Prompt |
Copy out every line of the items below, requests included, multiplying each coordinate in the answers by 0.6 and rounding to whole numbers, with halves rounded up. Leave the pictures out of your answer.

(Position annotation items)
------------------------------------
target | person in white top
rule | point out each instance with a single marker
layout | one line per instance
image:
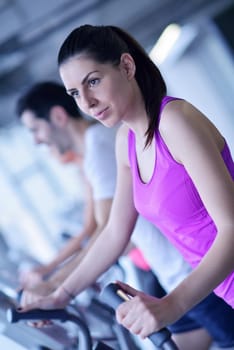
(58, 123)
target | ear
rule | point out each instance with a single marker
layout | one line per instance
(127, 63)
(58, 116)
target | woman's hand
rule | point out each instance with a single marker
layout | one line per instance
(33, 299)
(144, 314)
(30, 278)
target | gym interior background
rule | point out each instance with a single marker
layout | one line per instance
(39, 198)
(199, 57)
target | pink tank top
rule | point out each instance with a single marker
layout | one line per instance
(171, 202)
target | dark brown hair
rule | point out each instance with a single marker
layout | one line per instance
(106, 44)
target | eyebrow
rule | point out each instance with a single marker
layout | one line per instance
(83, 81)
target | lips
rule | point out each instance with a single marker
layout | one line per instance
(100, 115)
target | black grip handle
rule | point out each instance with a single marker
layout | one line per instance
(36, 314)
(110, 296)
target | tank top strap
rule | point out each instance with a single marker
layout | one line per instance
(165, 100)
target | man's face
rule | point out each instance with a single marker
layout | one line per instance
(48, 133)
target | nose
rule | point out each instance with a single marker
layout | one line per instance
(37, 139)
(87, 102)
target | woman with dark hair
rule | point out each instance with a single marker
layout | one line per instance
(174, 168)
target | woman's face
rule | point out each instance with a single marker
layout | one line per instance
(102, 91)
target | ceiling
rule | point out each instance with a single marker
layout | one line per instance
------------------------------------
Answer to the problem |
target | person in white top
rule | point out each instance with a single marker
layout | one line per instance
image:
(35, 74)
target | ear
rule | point out each instance with a single marker
layout | one line per instance
(76, 38)
(35, 70)
target | woman's hand
rule | point out each instance with a single marker
layout | one line per instance
(20, 179)
(86, 188)
(18, 167)
target | gym interior background
rule | point out each instance with a single marker
layout | one line per instance
(23, 119)
(119, 34)
target | pink tank top
rule | point out each instance with a single marker
layout | one line per instance
(103, 121)
target | dark brown hair
rule | point out each instance with a single marker
layout | one line per instance
(64, 26)
target | eyebrow
rule | point out each instance with a single marker
layout | one line per instance
(50, 49)
target | lips
rule | point out each instance with a single marker
layout | one line per instance
(60, 69)
target | black grip handle
rule | point out each instance with a single marker
layout | one line per instance
(22, 188)
(66, 178)
target | tank top strap
rule | point out each instance with a single marker
layout | one line per instance
(99, 60)
target | man's face
rule | point out each instance with a single marker
layout | one line per instance
(29, 80)
target | nose
rule | point out each instance with a single marker
layout | one line per instance
(22, 83)
(52, 61)
target | woman with dark hair
rule | point out each instance with a single marker
layout | one line per instance
(104, 101)
target | woman's face
rule | point out each instance with a single marker
layout | one line per instance
(61, 55)
target | ceiling
rule | point out each instance with a single marker
layout | one line per instance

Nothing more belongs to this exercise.